■ **Exercise prompt**
Write out the entries exactly, leaving out every picture.

■ **Source information**
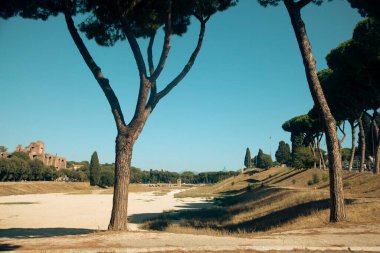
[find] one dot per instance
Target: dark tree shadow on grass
(42, 232)
(275, 219)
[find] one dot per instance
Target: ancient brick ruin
(36, 151)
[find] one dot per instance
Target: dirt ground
(59, 222)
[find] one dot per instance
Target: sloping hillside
(274, 200)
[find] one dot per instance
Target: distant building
(5, 155)
(76, 166)
(36, 151)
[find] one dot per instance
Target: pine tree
(247, 159)
(94, 170)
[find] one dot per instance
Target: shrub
(106, 178)
(303, 158)
(250, 187)
(315, 178)
(346, 183)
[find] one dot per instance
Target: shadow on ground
(41, 232)
(220, 216)
(141, 217)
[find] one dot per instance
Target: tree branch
(342, 131)
(166, 47)
(135, 48)
(153, 87)
(96, 71)
(150, 53)
(302, 3)
(187, 67)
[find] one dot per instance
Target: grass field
(272, 200)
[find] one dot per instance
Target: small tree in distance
(264, 161)
(94, 170)
(247, 159)
(283, 153)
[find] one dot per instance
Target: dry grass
(21, 188)
(277, 199)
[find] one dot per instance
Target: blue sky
(247, 80)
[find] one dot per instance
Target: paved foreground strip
(359, 238)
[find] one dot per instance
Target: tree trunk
(312, 146)
(337, 210)
(321, 158)
(362, 144)
(376, 168)
(119, 219)
(353, 145)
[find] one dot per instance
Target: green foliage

■ **Expected answer**
[find] one dot per instance
Target: dark tree shadow on grass
(42, 232)
(275, 219)
[find] one dot per instance
Target: ancient brick ruin
(36, 151)
[find] one dot per instance
Target: dirt ground
(59, 222)
[find] one dot per instance
Target: sloping hillside
(274, 200)
[find] one dot per instance
Target: distant building
(5, 155)
(76, 166)
(36, 151)
[find] one dot per instance
Target: pine tree
(247, 159)
(94, 170)
[find] one dot per instance
Target: shrub
(106, 178)
(303, 158)
(250, 187)
(315, 178)
(346, 183)
[find] one dot per instance
Target: shadow on ground
(41, 232)
(220, 216)
(141, 217)
[find] one dot per instance
Target: tree branch
(342, 131)
(166, 47)
(135, 48)
(153, 87)
(96, 71)
(150, 53)
(302, 3)
(187, 67)
[find] one dot per instance
Target: grass field
(272, 200)
[find] one dot per instance
Target: small tree in distance
(264, 161)
(94, 170)
(247, 159)
(283, 153)
[find] one dot per instance
Target: dry grass
(21, 188)
(277, 199)
[find] one dot per instance
Target: blue sky
(247, 80)
[find] one dot per instance
Target: paved foreground strip
(359, 238)
[find] one dot per instance
Target: tree trunk
(312, 146)
(337, 210)
(321, 158)
(362, 144)
(376, 168)
(119, 219)
(353, 145)
[find] one dot per instance
Target: green foliage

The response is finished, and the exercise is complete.